Assignment:
Below are the records; locate each line with the word "chest" and copy it.

BEGIN

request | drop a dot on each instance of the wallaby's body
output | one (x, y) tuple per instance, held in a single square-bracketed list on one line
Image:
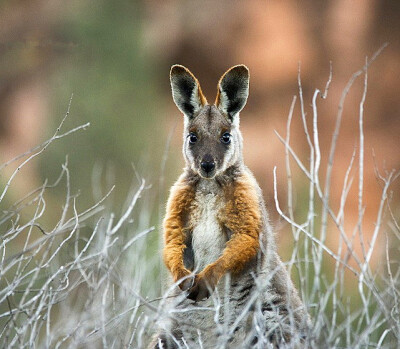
[(230, 288)]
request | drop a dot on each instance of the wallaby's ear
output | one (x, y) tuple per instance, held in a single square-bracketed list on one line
[(186, 91), (233, 90)]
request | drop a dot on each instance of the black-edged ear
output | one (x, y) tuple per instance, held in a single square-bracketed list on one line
[(233, 90), (186, 91)]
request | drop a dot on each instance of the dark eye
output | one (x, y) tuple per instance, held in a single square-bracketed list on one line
[(226, 138), (192, 138)]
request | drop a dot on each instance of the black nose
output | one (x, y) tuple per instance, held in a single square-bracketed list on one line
[(208, 166)]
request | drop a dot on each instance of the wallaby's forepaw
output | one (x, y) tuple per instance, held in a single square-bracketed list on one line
[(184, 278), (200, 290), (188, 283)]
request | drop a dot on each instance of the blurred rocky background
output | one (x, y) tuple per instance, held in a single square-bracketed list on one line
[(114, 57)]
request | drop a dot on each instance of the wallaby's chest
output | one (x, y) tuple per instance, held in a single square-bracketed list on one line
[(208, 236)]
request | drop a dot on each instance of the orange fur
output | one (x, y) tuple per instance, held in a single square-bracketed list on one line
[(242, 216), (181, 197)]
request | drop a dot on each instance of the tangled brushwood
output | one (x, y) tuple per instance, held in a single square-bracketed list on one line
[(91, 280)]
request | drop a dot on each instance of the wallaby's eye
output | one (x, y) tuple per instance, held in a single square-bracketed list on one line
[(192, 138), (226, 138)]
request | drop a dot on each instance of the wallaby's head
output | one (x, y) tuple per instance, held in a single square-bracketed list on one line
[(211, 138)]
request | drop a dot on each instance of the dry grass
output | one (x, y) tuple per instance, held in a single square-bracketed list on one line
[(91, 281)]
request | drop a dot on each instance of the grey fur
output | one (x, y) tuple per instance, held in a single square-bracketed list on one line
[(260, 307)]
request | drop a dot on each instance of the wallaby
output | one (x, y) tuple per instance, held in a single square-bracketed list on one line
[(229, 287)]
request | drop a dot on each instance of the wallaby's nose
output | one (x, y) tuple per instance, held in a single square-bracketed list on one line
[(208, 166)]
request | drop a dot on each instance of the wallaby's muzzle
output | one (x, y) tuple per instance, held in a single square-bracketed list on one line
[(208, 166)]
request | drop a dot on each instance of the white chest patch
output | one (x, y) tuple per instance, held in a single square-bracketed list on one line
[(208, 239)]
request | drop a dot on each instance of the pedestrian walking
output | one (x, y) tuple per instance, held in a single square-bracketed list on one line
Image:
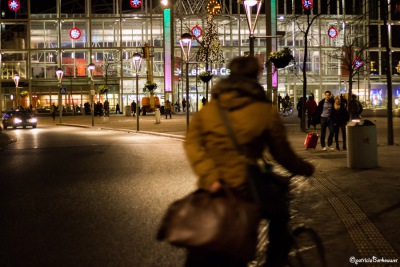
[(311, 108), (167, 109), (107, 108), (299, 107), (340, 117), (214, 157), (184, 105), (324, 108)]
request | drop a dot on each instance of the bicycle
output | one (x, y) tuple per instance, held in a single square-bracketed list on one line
[(306, 248)]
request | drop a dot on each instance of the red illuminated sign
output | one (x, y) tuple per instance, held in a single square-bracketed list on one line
[(307, 4), (75, 33)]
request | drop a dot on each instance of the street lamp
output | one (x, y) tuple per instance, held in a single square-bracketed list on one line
[(91, 69), (249, 5), (137, 61), (186, 43), (60, 73), (16, 81)]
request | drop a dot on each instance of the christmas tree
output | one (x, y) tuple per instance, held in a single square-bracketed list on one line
[(210, 50)]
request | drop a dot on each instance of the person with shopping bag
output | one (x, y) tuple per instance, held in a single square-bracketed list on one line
[(219, 163)]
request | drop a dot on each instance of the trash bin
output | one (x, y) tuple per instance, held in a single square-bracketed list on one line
[(128, 111), (362, 150), (157, 115)]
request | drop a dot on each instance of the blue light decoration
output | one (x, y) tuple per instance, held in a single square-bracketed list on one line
[(135, 3), (13, 5), (307, 4), (357, 63), (197, 31), (75, 33), (332, 32)]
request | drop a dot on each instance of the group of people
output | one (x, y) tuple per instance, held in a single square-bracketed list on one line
[(332, 113)]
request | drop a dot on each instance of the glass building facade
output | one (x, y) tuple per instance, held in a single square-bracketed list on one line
[(38, 38)]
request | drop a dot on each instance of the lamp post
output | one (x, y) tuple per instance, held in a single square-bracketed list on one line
[(249, 5), (60, 73), (16, 81), (137, 61), (186, 43), (91, 69)]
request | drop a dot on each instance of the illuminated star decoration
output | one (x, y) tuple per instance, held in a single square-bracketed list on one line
[(13, 5), (213, 7), (135, 3), (75, 33), (332, 32), (307, 4), (357, 63), (197, 31)]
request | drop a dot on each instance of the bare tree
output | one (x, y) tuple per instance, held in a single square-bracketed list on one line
[(305, 29)]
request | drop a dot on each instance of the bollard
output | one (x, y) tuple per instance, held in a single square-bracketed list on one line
[(157, 115), (361, 145)]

END

Task result:
request | drop a dot on each instance of the wallaby's chest
request | drop a dot on each instance of the white chest patch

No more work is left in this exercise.